# Required task
Will you transcribe the entries that follow, exactly and in full?

* BEGIN *

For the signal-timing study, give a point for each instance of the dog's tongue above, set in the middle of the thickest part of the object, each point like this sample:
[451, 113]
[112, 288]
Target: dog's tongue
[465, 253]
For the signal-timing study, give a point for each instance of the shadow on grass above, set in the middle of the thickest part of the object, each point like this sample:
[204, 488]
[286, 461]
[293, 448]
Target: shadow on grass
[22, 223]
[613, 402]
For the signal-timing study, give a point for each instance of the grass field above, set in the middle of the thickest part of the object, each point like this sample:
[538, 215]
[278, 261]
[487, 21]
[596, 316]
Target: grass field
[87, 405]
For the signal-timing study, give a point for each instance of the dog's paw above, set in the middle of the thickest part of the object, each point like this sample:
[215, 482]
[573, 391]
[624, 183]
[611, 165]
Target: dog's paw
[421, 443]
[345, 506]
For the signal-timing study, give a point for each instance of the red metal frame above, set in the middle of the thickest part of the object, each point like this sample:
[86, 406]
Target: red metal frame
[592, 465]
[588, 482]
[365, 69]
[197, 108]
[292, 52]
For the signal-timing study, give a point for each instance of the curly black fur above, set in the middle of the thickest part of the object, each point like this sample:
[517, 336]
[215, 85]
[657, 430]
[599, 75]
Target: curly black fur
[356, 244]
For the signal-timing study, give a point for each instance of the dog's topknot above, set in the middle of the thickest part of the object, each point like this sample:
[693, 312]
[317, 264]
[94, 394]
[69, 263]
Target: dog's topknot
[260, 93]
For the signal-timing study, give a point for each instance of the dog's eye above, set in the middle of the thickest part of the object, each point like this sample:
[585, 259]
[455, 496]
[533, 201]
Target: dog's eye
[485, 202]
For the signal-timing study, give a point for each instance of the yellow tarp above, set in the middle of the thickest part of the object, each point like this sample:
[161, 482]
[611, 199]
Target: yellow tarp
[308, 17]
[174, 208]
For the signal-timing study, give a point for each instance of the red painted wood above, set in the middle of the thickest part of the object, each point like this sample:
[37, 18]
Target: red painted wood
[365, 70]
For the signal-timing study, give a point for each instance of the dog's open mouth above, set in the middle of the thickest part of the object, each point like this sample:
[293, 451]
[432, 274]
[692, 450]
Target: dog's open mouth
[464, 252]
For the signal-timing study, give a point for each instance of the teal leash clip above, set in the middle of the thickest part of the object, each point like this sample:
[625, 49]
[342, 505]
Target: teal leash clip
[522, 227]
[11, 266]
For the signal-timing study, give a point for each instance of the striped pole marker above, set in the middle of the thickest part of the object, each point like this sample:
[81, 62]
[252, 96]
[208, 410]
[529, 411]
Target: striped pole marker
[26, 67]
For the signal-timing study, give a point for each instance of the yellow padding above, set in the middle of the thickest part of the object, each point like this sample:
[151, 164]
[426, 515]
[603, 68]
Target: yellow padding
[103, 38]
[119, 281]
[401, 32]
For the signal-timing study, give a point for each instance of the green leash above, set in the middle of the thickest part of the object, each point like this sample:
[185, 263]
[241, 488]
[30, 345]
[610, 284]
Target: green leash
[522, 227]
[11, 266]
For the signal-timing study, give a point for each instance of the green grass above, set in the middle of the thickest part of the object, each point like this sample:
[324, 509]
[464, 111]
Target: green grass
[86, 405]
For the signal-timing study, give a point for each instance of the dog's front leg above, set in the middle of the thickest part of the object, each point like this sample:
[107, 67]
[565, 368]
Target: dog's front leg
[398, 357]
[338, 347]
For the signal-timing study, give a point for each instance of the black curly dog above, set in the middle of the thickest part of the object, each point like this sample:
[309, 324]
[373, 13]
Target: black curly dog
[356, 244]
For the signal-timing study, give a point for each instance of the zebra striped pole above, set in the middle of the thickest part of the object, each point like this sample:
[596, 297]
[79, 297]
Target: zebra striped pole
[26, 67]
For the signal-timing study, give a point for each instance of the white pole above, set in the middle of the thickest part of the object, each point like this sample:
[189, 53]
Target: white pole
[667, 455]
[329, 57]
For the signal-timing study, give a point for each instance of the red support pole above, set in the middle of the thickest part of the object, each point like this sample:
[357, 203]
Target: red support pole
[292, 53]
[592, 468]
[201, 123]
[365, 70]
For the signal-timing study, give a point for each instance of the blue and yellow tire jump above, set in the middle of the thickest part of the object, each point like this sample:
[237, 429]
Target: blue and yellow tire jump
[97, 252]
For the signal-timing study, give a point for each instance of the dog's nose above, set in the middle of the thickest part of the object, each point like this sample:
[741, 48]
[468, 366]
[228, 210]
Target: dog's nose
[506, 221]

* END *

# The result
For the signal-timing study, give a point for each instance of the dog's tongue above, set in the middle of the thickest part of the object, each point like this sample:
[451, 113]
[112, 288]
Target: dog's tongue
[465, 253]
For the signal-timing study, give a point for each instance of the shadow on grass above, set in the middle of the thickest part of the object, each point like this sample:
[204, 488]
[286, 461]
[293, 448]
Target: shadow on grass
[22, 223]
[613, 402]
For the signal-timing study, give a point for each instance of the grass field above, set in the middle of the thickest part of the object, each point like this sample:
[538, 215]
[278, 261]
[487, 21]
[596, 316]
Target: grass field
[87, 405]
For the signal-timing study, give a point for each instance of the dog's paw above, set in the middle of the thickest part of the object, each point like this sample:
[215, 482]
[573, 391]
[624, 183]
[611, 165]
Target: dog's paw
[421, 443]
[345, 506]
For the signal-timing study, give a point for each instance of the red metal frame above, set in the middle of the thickest part of the object, each point like this sample:
[86, 406]
Target: red metal frame
[592, 465]
[588, 482]
[365, 69]
[197, 108]
[292, 52]
For the signal-timing study, give a point for each instance of the curly black fur above, set in the middle of the thickest part of the object, each point like this sample:
[517, 336]
[215, 85]
[657, 430]
[599, 75]
Target: curly black fur
[356, 244]
For the signal-timing study, give a point for each instance of the dog's topknot above, set in the middle of the thickest part of the object, each point like this sample:
[693, 312]
[317, 264]
[94, 394]
[69, 263]
Target: dog's topknot
[260, 93]
For the signal-timing study, give a point for each instance of the dog's eye above, set in the middle of the thickest part of the object, each point like this sample:
[585, 259]
[455, 496]
[533, 201]
Target: dog's eye
[485, 202]
For the signal-timing study, give a point for each instance of the yellow tarp above, set in the middle of the thickest part of the object, each point like this sample:
[161, 482]
[611, 199]
Target: yellow tarp
[308, 17]
[174, 208]
For the signal-timing study, give a point for each instance of the red painted wood above, set in the middle of the thickest part of the object, each point like this sample:
[37, 18]
Target: red painted wood
[365, 70]
For the signal-timing study, give a point for each instance of the dog's open mouth above, set in the middle of the thickest part of the object, each point like this sample:
[293, 451]
[432, 274]
[692, 450]
Target: dog's open mouth
[464, 252]
For the signal-timing study, give a point for each instance of the teal leash clip above, set in the middle of the thickest part of the object, each point like this sample:
[625, 49]
[342, 505]
Target: teal leash clip
[522, 227]
[11, 266]
For the signal-timing study, give a point for each instance of the striped pole marker above, set in the middle of the thickest part of the object, each point like this sample:
[81, 62]
[252, 96]
[208, 410]
[529, 411]
Target: striped pole marker
[26, 67]
For the signal-timing study, give a point for each instance of the yellow padding above, set in the middle of the thickest part of the object, each point like this sample:
[151, 164]
[426, 515]
[603, 68]
Target: yellow padding
[103, 38]
[119, 281]
[401, 32]
For the signal-timing study, give a point for each instance of the green leash above, set in the middle of the thickest part of the object, each point like this sample:
[185, 263]
[241, 488]
[30, 345]
[610, 284]
Target: green leash
[522, 227]
[11, 266]
For the signal-timing study, give a point for each instance of the green grass above, set in the middle of the thickest part of the object, each point like this sample:
[324, 509]
[464, 111]
Target: green grass
[86, 405]
For the signal-timing study, give a point for each instance of the dog's front leg above, set in the middle of the thickest part of the object, each point like this sample:
[107, 67]
[565, 368]
Target: dog's front leg
[398, 357]
[338, 347]
For the signal-timing study, give a point for each instance of the black curly dog above, set in the middle of the thickest part of the object, each point like this sample:
[309, 324]
[373, 13]
Target: black curly dog
[356, 244]
For the signal-timing study, give a point for each instance of the zebra striped pole above, set in the middle of the thickest part of the object, each point like this sample:
[596, 297]
[79, 297]
Target: zebra striped pole
[26, 67]
For the signal-timing study, give a point for each instance of the white pole above, set in the middle of the thickest part of the object, each point like this sample:
[189, 53]
Target: white pole
[667, 455]
[329, 57]
For the signal-timing study, give a point for each instance of the red support pole above, set in the middle of the thickest part of the object, each point like this sample:
[357, 203]
Target: red support pole
[292, 53]
[592, 468]
[201, 123]
[365, 70]
For the signal-timing study, give a point for each instance of the blue and yellow tire jump above, set in the middle of the thickest part of the object, each point like this sample:
[237, 429]
Target: blue and yellow tire jump
[97, 252]
For the signal-timing study, give a point for each instance of the dog's nose above, set in the middle of the thickest part of the object, each point like this sample:
[741, 48]
[468, 366]
[228, 210]
Target: dog's nose
[506, 221]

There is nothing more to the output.